Work item: For the data below, please report each line where the word "instance" is found.

Records for this exercise:
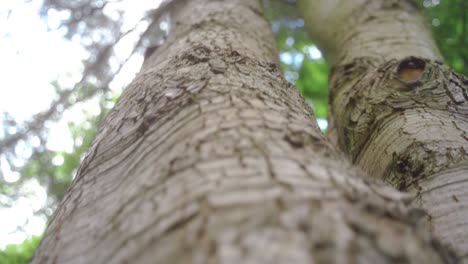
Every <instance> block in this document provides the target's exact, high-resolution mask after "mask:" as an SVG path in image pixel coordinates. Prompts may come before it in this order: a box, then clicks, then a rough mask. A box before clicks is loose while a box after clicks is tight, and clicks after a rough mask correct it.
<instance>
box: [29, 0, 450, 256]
mask: <svg viewBox="0 0 468 264" xmlns="http://www.w3.org/2000/svg"><path fill="white" fill-rule="evenodd" d="M259 2H260V1H253V0H233V1H209V0H190V1H185V2H182V3H184V4H182V5H181V6H180V7H179V8H177V10H175V13H174V14H173V17H174V19H175V25H176V28H175V29H174V31H173V32H172V34H171V35H170V37H169V39H168V40H167V42H166V43H165V44H164V45H163V46H162V47H160V48H159V49H158V50H156V51H155V52H154V53H153V55H151V56H150V57H149V59H148V61H146V62H145V64H144V66H143V68H142V70H141V72H140V73H139V74H138V75H137V76H136V78H135V80H134V81H133V82H132V83H131V84H130V85H129V87H127V89H126V90H125V92H124V93H123V95H122V97H121V99H120V100H119V102H118V104H117V105H116V107H115V108H114V109H113V111H112V112H111V113H110V115H109V116H108V117H107V119H106V122H105V124H104V125H103V126H102V128H101V129H100V130H99V132H98V135H97V137H96V139H95V141H94V143H93V145H92V147H91V149H90V151H89V155H88V156H87V157H86V158H85V160H84V161H83V163H82V164H81V167H80V169H79V172H78V174H77V177H76V178H75V180H74V182H73V184H72V186H71V188H70V189H69V191H68V193H67V195H66V197H65V199H64V201H63V202H62V204H61V206H60V207H59V209H58V210H57V212H56V214H55V217H54V219H53V220H52V222H51V223H50V225H49V227H48V229H47V231H46V234H45V237H44V239H43V240H42V242H41V245H40V247H39V249H38V250H37V252H36V254H35V256H34V259H33V261H32V263H357V262H359V263H395V262H399V263H450V262H451V261H452V260H453V257H452V255H451V253H450V252H448V251H446V250H445V249H443V248H442V247H440V246H439V244H438V242H437V241H435V240H433V239H432V238H431V236H430V235H429V232H428V230H427V229H425V227H424V225H421V223H422V222H421V218H420V217H418V215H419V216H420V211H418V210H409V209H408V208H407V207H406V206H405V203H406V202H407V200H406V199H405V198H407V197H406V196H405V195H403V194H401V193H399V192H396V191H394V190H393V189H391V188H390V187H386V186H384V185H381V184H380V185H379V184H377V183H370V182H368V181H363V180H361V179H360V178H359V176H360V174H361V173H360V172H359V171H357V170H355V169H353V168H351V167H350V165H349V163H347V162H346V161H345V160H344V159H342V158H341V157H340V156H339V155H338V154H337V152H336V151H334V149H333V147H332V146H331V145H330V144H328V143H326V141H325V139H324V137H323V136H322V135H321V133H320V130H319V129H318V127H317V125H316V124H314V123H313V121H312V120H314V118H313V115H312V113H311V111H310V109H308V106H307V103H305V102H304V100H303V98H302V97H300V95H299V94H298V92H297V90H296V88H295V87H293V86H292V85H291V84H289V83H288V82H286V81H285V80H284V79H283V78H282V75H281V73H280V72H279V70H278V67H277V65H276V63H275V61H276V55H277V54H276V51H275V48H274V43H275V42H274V38H273V36H272V34H271V32H270V28H269V25H268V24H267V22H266V21H265V20H264V18H263V16H262V10H261V6H260V3H259Z"/></svg>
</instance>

Finished exercise:
Every <instance> block in this document provides the target's exact, high-resolution mask after "mask:" as an SVG path in image pixel coordinates. Prompts may come before it in this order: a box, then clicks, then a rough mask. A box before clicks is loose while a box after clicks is tight, and clicks after a rough mask correct it.
<instance>
</instance>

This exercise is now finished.